§ **Position annotation records**
☆ ☆ ☆ ☆ ☆

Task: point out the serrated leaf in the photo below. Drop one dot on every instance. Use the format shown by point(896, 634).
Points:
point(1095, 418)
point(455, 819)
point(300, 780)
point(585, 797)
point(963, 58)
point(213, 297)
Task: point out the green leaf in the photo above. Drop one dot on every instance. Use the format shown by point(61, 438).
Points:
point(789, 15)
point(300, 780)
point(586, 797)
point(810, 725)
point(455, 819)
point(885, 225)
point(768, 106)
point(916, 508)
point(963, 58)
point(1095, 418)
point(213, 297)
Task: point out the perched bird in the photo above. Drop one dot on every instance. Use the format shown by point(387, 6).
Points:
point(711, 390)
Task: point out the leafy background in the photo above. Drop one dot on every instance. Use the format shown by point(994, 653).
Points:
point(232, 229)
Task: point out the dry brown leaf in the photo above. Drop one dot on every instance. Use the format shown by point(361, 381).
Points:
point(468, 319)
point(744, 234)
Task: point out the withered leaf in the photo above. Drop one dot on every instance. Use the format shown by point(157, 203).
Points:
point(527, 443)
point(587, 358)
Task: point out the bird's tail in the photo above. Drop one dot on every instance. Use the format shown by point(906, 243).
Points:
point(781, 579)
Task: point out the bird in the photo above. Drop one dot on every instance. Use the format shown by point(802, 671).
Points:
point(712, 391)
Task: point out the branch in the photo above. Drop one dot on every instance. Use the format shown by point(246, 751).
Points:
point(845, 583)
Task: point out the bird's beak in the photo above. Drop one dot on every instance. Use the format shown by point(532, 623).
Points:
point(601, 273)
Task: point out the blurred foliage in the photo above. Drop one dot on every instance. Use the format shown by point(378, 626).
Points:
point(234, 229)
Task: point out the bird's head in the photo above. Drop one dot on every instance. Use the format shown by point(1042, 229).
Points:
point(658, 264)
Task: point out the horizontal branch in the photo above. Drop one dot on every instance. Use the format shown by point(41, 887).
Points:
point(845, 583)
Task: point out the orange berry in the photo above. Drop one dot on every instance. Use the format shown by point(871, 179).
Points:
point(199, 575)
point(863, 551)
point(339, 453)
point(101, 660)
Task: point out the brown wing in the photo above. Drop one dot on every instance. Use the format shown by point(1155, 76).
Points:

☆ ☆ ☆ ☆ ☆

§ **STATED EXERCISE**
Extract, unchanged, the closing run of lines that opens with the line containing "Task: point out the bird's head" and ends with the last line.

§ **ANSWER TO THIS EXERCISE**
Task: point out the bird's head in the photo above. Drop one dot on every instance. Use the format shown by point(1042, 229).
Points:
point(658, 264)
Task: point out the horizontal branch in the photo above. Drop one dot on every instance. Use the format shown by point(41, 887).
Points:
point(845, 583)
Task: point out the orange berry in the photo above. Drop one dot on every instance. Use the format shown by point(871, 179).
Points:
point(199, 575)
point(863, 551)
point(339, 453)
point(101, 660)
Task: point out the brown wing in the photo above. Drop one dot on every instance. Use the format shown by point(1155, 76).
Points:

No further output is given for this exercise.